■ **Exercise aim**
All of the data below is to be copied exactly.
--- Dataset entries Enclosed Below ---
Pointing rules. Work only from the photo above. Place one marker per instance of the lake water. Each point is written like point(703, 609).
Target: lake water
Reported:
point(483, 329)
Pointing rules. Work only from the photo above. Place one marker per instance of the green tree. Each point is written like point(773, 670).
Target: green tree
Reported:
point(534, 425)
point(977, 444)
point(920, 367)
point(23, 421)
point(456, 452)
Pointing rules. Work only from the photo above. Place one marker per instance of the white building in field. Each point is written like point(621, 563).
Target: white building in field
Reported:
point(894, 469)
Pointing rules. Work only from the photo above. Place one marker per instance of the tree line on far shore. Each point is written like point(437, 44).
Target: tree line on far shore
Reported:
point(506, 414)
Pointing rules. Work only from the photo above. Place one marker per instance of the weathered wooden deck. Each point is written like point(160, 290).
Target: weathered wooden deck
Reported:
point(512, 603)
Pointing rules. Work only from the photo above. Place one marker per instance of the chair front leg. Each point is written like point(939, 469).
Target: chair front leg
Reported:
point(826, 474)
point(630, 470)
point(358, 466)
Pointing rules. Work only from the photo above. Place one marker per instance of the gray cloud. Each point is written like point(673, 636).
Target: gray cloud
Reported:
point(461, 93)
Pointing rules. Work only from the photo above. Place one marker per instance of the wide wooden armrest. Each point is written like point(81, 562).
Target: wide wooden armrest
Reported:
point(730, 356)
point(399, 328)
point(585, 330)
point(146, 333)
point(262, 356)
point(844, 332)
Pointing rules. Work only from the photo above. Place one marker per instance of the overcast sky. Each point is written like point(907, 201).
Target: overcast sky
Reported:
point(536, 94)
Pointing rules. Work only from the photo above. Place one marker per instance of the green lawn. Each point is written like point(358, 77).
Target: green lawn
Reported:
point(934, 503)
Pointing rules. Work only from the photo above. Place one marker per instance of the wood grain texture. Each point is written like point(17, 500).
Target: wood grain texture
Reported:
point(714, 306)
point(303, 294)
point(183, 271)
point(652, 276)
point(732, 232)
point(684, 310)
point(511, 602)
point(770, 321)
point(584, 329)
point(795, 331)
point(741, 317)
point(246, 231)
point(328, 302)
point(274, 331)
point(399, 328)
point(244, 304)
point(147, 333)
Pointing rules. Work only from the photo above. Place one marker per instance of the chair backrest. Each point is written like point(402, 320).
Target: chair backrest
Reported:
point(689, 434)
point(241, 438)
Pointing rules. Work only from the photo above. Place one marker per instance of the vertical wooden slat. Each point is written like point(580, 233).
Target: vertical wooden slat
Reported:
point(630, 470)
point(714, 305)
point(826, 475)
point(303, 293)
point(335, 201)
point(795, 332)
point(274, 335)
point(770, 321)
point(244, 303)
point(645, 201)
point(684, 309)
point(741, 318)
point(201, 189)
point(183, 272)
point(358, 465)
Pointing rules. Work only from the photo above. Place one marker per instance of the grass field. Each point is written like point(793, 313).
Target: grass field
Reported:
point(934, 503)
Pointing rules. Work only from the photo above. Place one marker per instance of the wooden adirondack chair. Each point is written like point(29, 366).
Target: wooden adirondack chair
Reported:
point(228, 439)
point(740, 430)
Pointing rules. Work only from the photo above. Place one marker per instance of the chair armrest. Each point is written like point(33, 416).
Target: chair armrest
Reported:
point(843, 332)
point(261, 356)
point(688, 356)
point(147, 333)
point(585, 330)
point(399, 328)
--- End of Enclosed Dataset entries ---
■ **Response below**
Pointing rules. Work only from the photo above. Place one marker per instance of the lake water. Each point is written like point(703, 609).
Target: lake water
Reported:
point(483, 329)
Pointing rules. Work only from the photo above. Place one marker per instance of the green tree. Each point is written like point(773, 670).
Target: green tree
Reported:
point(534, 425)
point(977, 444)
point(920, 367)
point(23, 421)
point(456, 452)
Pointing rules. Work only from the photo above. Place one marker per instance of the white building in field. Each point is written like point(621, 563).
Target: white building in field
Reported:
point(894, 469)
Pointing rules. Work only from the photo above. Place one marker per instance of the tree line on far shore. Each point is written like point(437, 44).
Target: tree line on far shore
Reported:
point(506, 414)
Pointing rules. Work only from the photo above. Place one marker per instance of the weathered wooden deck. Each point is written like point(160, 290).
Target: weathered wooden deck
Reported:
point(512, 603)
Pointing rules. Work only from the photo above. Place one marker per instance of the chair front leg. Each point is written like point(939, 469).
Target: chair front leg
Reported:
point(826, 474)
point(630, 470)
point(358, 466)
Pointing rules. Work only from the photo above. Place one marker per instance of the gray cloud. Each point is written like point(673, 636).
Target: gray cloud
Reported:
point(461, 93)
Pointing rules. Work only from the photo above. Place one marker per instance of the wide wooden armrest. Each point is written like point(81, 562).
Target: wide wooden armrest
Reported:
point(730, 356)
point(399, 328)
point(585, 330)
point(146, 333)
point(262, 356)
point(844, 332)
Pointing rules. Work only from the photo above. Place one marker per instance of the overcast sky. Each point is written like point(907, 201).
Target: overcast sky
Reported:
point(536, 94)
Pointing rules. Work only from the photo above. Place one marker per instance of the green lawn. Each point is written like point(358, 77).
Target: green lawn
Reported:
point(934, 503)
Pointing rules. Work only from the photo above. Place one marker per instance of the wood grain texture. Each point is written like point(17, 500).
Target: wood grain texture
Reported:
point(714, 306)
point(303, 294)
point(183, 271)
point(652, 276)
point(732, 232)
point(684, 310)
point(511, 602)
point(770, 321)
point(584, 329)
point(795, 331)
point(741, 317)
point(246, 231)
point(328, 302)
point(274, 331)
point(399, 328)
point(244, 304)
point(147, 333)
Pointing rules. Work only from the photo above. Place one marker per instance of the chair backrest. Each point is written like point(402, 320).
Target: chair backrest
Reported:
point(689, 434)
point(241, 438)
Pointing rules. Work only from the photo above. Place one marker per instance of the vertical wooden slat. Each point is written like point(580, 233).
Target: vertical wooden slat
Reported:
point(630, 470)
point(714, 305)
point(826, 475)
point(303, 293)
point(335, 201)
point(795, 332)
point(274, 335)
point(770, 321)
point(244, 303)
point(645, 201)
point(684, 309)
point(741, 318)
point(201, 189)
point(183, 272)
point(358, 465)
Pointing rules. Work only from the photo above. Place one marker per instance of the grass field. Each point is written like point(793, 313).
Target: grass field
Reported:
point(934, 503)
Pointing rules. Work only from the photo above. Place one marker per instance of the wooden adirondack chair. Each point is written like point(29, 366).
Target: wooden adirondack chair
Reported:
point(228, 439)
point(740, 430)
Pointing rules. Work only from the photo above. Place one marker per instance of the chair armrest. Each point is written like point(33, 416).
Target: chair armrest
Reported:
point(843, 332)
point(261, 356)
point(688, 356)
point(147, 333)
point(585, 330)
point(399, 328)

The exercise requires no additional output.